■ **GIVEN DATA**:
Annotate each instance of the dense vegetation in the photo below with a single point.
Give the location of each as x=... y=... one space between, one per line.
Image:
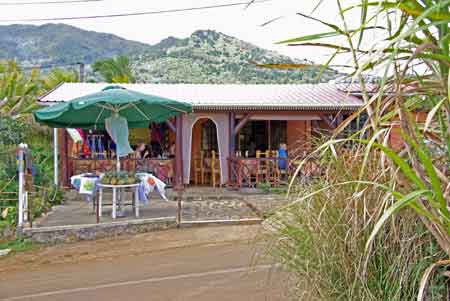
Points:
x=376 y=225
x=204 y=57
x=51 y=44
x=18 y=97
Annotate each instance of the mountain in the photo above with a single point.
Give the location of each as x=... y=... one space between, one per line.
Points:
x=61 y=44
x=205 y=57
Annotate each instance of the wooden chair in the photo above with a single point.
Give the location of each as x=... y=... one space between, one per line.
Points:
x=199 y=169
x=215 y=169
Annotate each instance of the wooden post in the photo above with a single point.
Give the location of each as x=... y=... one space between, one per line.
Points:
x=231 y=124
x=55 y=157
x=179 y=181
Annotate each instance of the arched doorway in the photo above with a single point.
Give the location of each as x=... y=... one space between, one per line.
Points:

■ **TASK**: Reproduce the rows above verbatim, from the line with "Annotate each instance of the mountain" up to and including the line with "x=215 y=169".

■ **RESULT FOR THIS TASK**:
Annotate each instance of the mountain in the photo above with a single point.
Give the location of each as x=... y=... one space between, one per line.
Points:
x=61 y=44
x=205 y=57
Annotate each instance of the wooden chair in the photo above with a single point.
Give the location of each as x=... y=... one space between, one per line.
Points:
x=199 y=169
x=215 y=169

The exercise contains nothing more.